Can you retype all of the data below, line for line, with no changes?
>> Begin Supplied material
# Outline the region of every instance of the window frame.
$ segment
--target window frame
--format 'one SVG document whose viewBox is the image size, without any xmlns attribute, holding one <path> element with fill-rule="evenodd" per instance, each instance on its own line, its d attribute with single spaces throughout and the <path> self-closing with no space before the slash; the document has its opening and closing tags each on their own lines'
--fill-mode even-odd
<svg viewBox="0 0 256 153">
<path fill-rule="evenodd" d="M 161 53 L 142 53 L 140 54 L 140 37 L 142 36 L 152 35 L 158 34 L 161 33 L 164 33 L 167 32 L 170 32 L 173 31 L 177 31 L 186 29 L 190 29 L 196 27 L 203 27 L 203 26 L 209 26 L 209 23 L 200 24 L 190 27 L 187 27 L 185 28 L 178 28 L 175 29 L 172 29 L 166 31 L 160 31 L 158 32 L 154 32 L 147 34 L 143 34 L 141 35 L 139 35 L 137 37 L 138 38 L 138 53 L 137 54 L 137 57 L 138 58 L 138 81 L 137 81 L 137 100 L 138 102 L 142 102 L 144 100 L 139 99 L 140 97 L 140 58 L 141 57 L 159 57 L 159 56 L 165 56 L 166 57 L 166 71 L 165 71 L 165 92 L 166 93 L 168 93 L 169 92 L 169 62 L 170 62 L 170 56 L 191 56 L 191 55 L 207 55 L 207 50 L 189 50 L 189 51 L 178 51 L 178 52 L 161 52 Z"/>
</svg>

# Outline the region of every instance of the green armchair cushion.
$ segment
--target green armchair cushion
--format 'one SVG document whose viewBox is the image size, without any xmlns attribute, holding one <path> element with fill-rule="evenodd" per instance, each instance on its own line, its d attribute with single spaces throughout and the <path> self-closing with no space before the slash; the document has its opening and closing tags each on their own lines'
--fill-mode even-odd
>> End Supplied material
* **Solution for this task**:
# Outline the region of every instance of the window frame.
$ segment
--target window frame
--format 'one SVG document whose viewBox is the image size, without any xmlns attribute, holding one <path> element with fill-rule="evenodd" per instance, each instance on its own line, its d attribute with single spaces throughout and the <path> self-closing with no space before the slash; the document has its opening and closing tags each on their own lines'
--fill-mode even-odd
<svg viewBox="0 0 256 153">
<path fill-rule="evenodd" d="M 161 53 L 142 53 L 140 54 L 140 37 L 142 36 L 152 35 L 158 34 L 161 33 L 164 33 L 167 32 L 170 32 L 173 31 L 177 31 L 186 29 L 190 29 L 196 27 L 203 27 L 203 26 L 209 26 L 209 23 L 200 24 L 190 27 L 187 27 L 185 28 L 178 28 L 175 29 L 172 29 L 166 31 L 160 31 L 158 32 L 154 32 L 147 34 L 143 34 L 141 35 L 139 35 L 137 37 L 138 38 L 138 53 L 137 54 L 137 57 L 138 58 L 138 81 L 137 81 L 137 100 L 138 102 L 142 102 L 144 100 L 139 99 L 140 97 L 140 58 L 141 57 L 159 57 L 159 56 L 165 56 L 166 57 L 166 71 L 165 71 L 165 92 L 166 93 L 168 93 L 169 92 L 169 62 L 170 62 L 170 56 L 191 56 L 191 55 L 207 55 L 207 50 L 189 50 L 189 51 L 178 51 L 178 52 L 161 52 Z"/>
</svg>

# Outline the region of every instance of the green armchair cushion.
$ segment
--target green armchair cushion
--format 'one SVG document whose viewBox is the image size, without any xmlns attribute, holding one <path> element with fill-rule="evenodd" per instance, each instance on its own line, its d attribute with single spaces throughout and the <path> self-closing with no space before the slash; the document has its opening and closing tags each on their own lines'
--fill-mode even-odd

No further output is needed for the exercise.